[Dataset excerpts]
------------------------
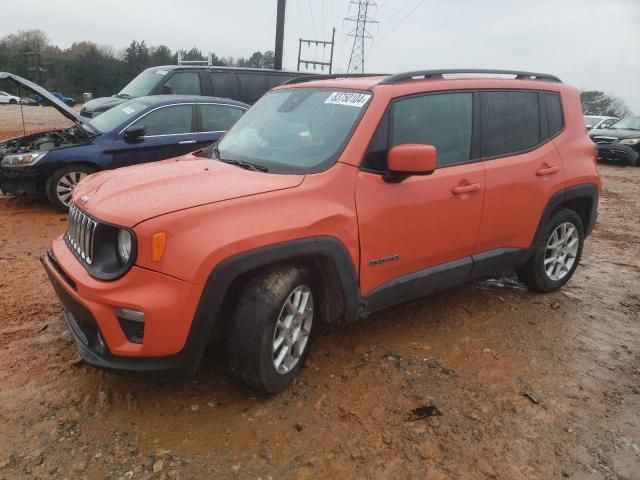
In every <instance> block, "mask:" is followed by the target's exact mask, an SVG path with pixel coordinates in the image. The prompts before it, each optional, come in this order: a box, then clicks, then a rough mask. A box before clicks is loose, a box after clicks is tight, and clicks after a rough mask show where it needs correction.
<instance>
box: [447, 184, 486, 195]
mask: <svg viewBox="0 0 640 480" xmlns="http://www.w3.org/2000/svg"><path fill="white" fill-rule="evenodd" d="M479 190H480V184H479V183H469V184H467V185H458V186H457V187H453V188H452V189H451V193H453V194H454V195H463V194H465V193H473V192H477V191H479Z"/></svg>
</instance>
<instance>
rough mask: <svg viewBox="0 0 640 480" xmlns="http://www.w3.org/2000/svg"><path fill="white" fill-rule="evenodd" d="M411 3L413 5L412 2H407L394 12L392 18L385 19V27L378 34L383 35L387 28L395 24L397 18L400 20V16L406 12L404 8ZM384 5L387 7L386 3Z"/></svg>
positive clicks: (383, 4)
mask: <svg viewBox="0 0 640 480" xmlns="http://www.w3.org/2000/svg"><path fill="white" fill-rule="evenodd" d="M409 3H411V0H405V2H404V3H403V4H402V5H400V8H398V9H397V10H396V11H395V12H393V14H392V15H391V17H389V18H388V19H385V26H384V27H382V28H381V29H380V31H379V32H378V33H382V31H384V29H385V27H386V28H389V27H390V26H391V25H392V24H393V21H394V20H395V19H396V18H398V16H399V15H400V14H401V13H402V11H403V10H404V7H406V6H407V5H409ZM383 5H386V3H385V4H383ZM383 8H384V7H383Z"/></svg>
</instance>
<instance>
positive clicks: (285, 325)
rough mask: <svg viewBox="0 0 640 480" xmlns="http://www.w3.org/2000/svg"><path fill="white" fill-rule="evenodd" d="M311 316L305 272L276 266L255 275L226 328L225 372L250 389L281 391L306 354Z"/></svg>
mask: <svg viewBox="0 0 640 480" xmlns="http://www.w3.org/2000/svg"><path fill="white" fill-rule="evenodd" d="M316 317H317V312H316V311H315V310H314V287H313V282H312V277H311V274H310V273H309V271H308V270H306V269H305V268H301V267H295V266H282V267H278V268H275V269H272V270H269V271H266V272H263V273H260V274H258V275H256V276H255V277H254V278H252V279H251V280H249V281H248V283H247V284H246V286H245V287H244V289H243V290H242V293H241V294H240V296H239V299H238V302H237V305H236V309H235V313H234V315H233V319H232V321H231V325H230V326H229V331H228V335H227V349H228V355H229V364H230V366H231V370H232V371H233V373H234V374H235V375H236V376H238V377H239V378H240V379H242V380H243V381H244V382H245V383H246V384H247V385H248V386H249V387H251V388H253V389H254V390H258V391H260V392H263V393H277V392H280V391H282V390H284V389H285V388H287V386H289V384H290V383H291V382H292V381H293V379H294V378H295V377H296V376H297V375H298V373H299V372H300V369H301V368H302V364H303V363H304V360H305V358H306V357H307V354H308V353H309V347H310V345H311V338H312V333H313V329H314V325H315V323H317V318H316Z"/></svg>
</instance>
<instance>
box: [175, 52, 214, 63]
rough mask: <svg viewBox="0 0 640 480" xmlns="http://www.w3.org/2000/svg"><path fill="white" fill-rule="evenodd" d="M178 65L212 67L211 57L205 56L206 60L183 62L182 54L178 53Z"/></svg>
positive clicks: (195, 60) (186, 60) (212, 60)
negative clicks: (191, 65)
mask: <svg viewBox="0 0 640 480" xmlns="http://www.w3.org/2000/svg"><path fill="white" fill-rule="evenodd" d="M178 65H206V66H208V67H210V66H212V65H213V55H212V54H209V55H207V59H206V60H184V59H183V58H182V52H178Z"/></svg>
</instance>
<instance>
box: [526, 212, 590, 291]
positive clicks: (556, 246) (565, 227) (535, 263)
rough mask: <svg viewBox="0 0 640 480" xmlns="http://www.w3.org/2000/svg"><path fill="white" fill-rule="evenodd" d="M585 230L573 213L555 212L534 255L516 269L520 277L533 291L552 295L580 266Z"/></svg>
mask: <svg viewBox="0 0 640 480" xmlns="http://www.w3.org/2000/svg"><path fill="white" fill-rule="evenodd" d="M583 243H584V228H583V226H582V221H581V220H580V217H579V216H578V214H577V213H576V212H574V211H573V210H568V209H562V210H559V211H557V212H556V213H554V214H553V215H552V216H551V218H550V219H549V221H548V222H547V225H546V226H545V229H544V234H543V235H542V236H541V238H540V239H539V241H538V244H537V245H536V247H535V251H534V253H533V256H532V257H531V258H530V259H529V261H528V262H527V263H526V264H524V265H523V266H522V267H520V268H519V269H518V270H517V272H516V273H517V274H518V278H519V279H520V280H521V281H522V282H523V283H524V284H525V285H527V286H528V287H529V288H531V289H532V290H536V291H539V292H553V291H555V290H558V289H559V288H560V287H562V286H563V285H564V284H565V283H567V282H568V281H569V279H570V278H571V276H572V275H573V272H575V270H576V268H577V267H578V262H579V261H580V256H581V255H582V246H583Z"/></svg>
------------------------
[Task objective] Set each line of the records down exactly, leaving every picture out.

[Written solution]
In every <instance> block, "mask:" is followed by the target's exact mask, an SVG path with pixel coordinates in the image. The prompts before it, each optional, come in this order: a box, then clicks, then a rough mask. A box before clicks is loose, a box after clicks is tight, and clicks after a rough mask show where it needs correction.
<instance>
box: [447, 184, 486, 195]
mask: <svg viewBox="0 0 640 480" xmlns="http://www.w3.org/2000/svg"><path fill="white" fill-rule="evenodd" d="M479 190H480V184H479V183H469V184H467V185H458V186H457V187H453V188H452V189H451V193H453V194H454V195H463V194H465V193H473V192H477V191H479Z"/></svg>
</instance>
<instance>
rough mask: <svg viewBox="0 0 640 480" xmlns="http://www.w3.org/2000/svg"><path fill="white" fill-rule="evenodd" d="M411 3L413 5L412 2H407L394 12L392 18L385 19V27L378 34L383 35L387 28L395 24L397 18L400 20V16L406 12L404 8ZM384 5L387 7L386 3Z"/></svg>
positive clicks: (383, 4)
mask: <svg viewBox="0 0 640 480" xmlns="http://www.w3.org/2000/svg"><path fill="white" fill-rule="evenodd" d="M409 3H411V0H405V2H404V3H403V4H402V5H400V8H398V9H397V10H396V11H395V12H393V14H392V15H391V17H389V18H388V19H385V26H384V27H382V28H381V29H380V31H379V32H378V33H382V31H384V29H385V27H386V28H389V27H390V26H391V25H392V24H393V21H394V20H395V19H396V18H398V16H399V15H400V14H401V13H402V11H403V10H404V7H406V6H407V5H409ZM383 5H386V3H385V4H383ZM383 8H384V7H383Z"/></svg>
</instance>
<instance>
positive clicks: (285, 325)
rough mask: <svg viewBox="0 0 640 480" xmlns="http://www.w3.org/2000/svg"><path fill="white" fill-rule="evenodd" d="M311 316L305 272L276 266L255 275L226 328L225 372L250 389L281 391L306 354Z"/></svg>
mask: <svg viewBox="0 0 640 480" xmlns="http://www.w3.org/2000/svg"><path fill="white" fill-rule="evenodd" d="M316 317H317V312H316V311H315V310H314V287H313V282H312V277H311V274H310V273H309V271H308V270H306V269H305V268H301V267H295V266H282V267H278V268H275V269H272V270H269V271H266V272H263V273H260V274H258V275H256V276H255V277H254V278H252V279H251V280H249V281H248V283H247V284H246V286H245V287H244V289H243V290H242V293H241V294H240V296H239V299H238V302H237V305H236V309H235V313H234V315H233V319H232V321H231V325H230V326H229V331H228V335H227V349H228V355H229V364H230V366H231V370H232V371H233V373H234V374H235V375H236V376H238V377H239V378H240V379H242V380H243V381H244V382H245V383H246V384H247V385H248V386H249V387H251V388H253V389H254V390H258V391H260V392H263V393H277V392H280V391H282V390H284V389H285V388H287V386H289V384H290V383H291V382H292V381H293V379H294V378H295V377H296V376H297V375H298V373H299V372H300V369H301V368H302V364H303V363H304V360H305V358H306V357H307V354H308V353H309V347H310V345H311V338H312V333H313V329H314V325H315V323H317V318H316Z"/></svg>
</instance>
<instance>
box: [175, 52, 214, 63]
rough mask: <svg viewBox="0 0 640 480" xmlns="http://www.w3.org/2000/svg"><path fill="white" fill-rule="evenodd" d="M178 65L212 67L211 57L205 56L206 60L183 62L182 54L178 53Z"/></svg>
positive clicks: (195, 60) (186, 60) (212, 60)
negative clicks: (191, 65)
mask: <svg viewBox="0 0 640 480" xmlns="http://www.w3.org/2000/svg"><path fill="white" fill-rule="evenodd" d="M178 65H206V66H208V67H210V66H212V65H213V55H212V54H209V55H207V59H206V60H184V59H183V58H182V52H178Z"/></svg>
</instance>
<instance>
box: [526, 212, 590, 291]
positive clicks: (556, 246) (565, 227) (535, 263)
rough mask: <svg viewBox="0 0 640 480" xmlns="http://www.w3.org/2000/svg"><path fill="white" fill-rule="evenodd" d="M585 230L573 213L555 212L534 255L516 269L520 277L533 291L552 295L580 266Z"/></svg>
mask: <svg viewBox="0 0 640 480" xmlns="http://www.w3.org/2000/svg"><path fill="white" fill-rule="evenodd" d="M583 243H584V228H583V226H582V221H581V220H580V217H579V216H578V214H577V213H576V212H574V211H573V210H568V209H562V210H559V211H557V212H556V213H554V214H553V215H552V216H551V218H550V219H549V221H548V222H547V225H546V226H545V229H544V234H543V235H542V236H541V238H540V239H539V241H538V244H537V245H536V247H535V251H534V253H533V256H532V257H531V258H530V259H529V261H528V262H527V263H526V264H524V265H523V266H522V267H520V268H519V269H518V270H517V272H516V273H517V274H518V278H519V279H520V280H521V281H522V282H523V283H524V284H525V285H527V286H528V287H529V288H531V289H532V290H536V291H539V292H553V291H555V290H558V289H559V288H560V287H562V286H563V285H564V284H565V283H567V282H568V281H569V279H570V278H571V276H572V275H573V272H575V270H576V268H577V267H578V262H579V261H580V256H581V255H582V246H583Z"/></svg>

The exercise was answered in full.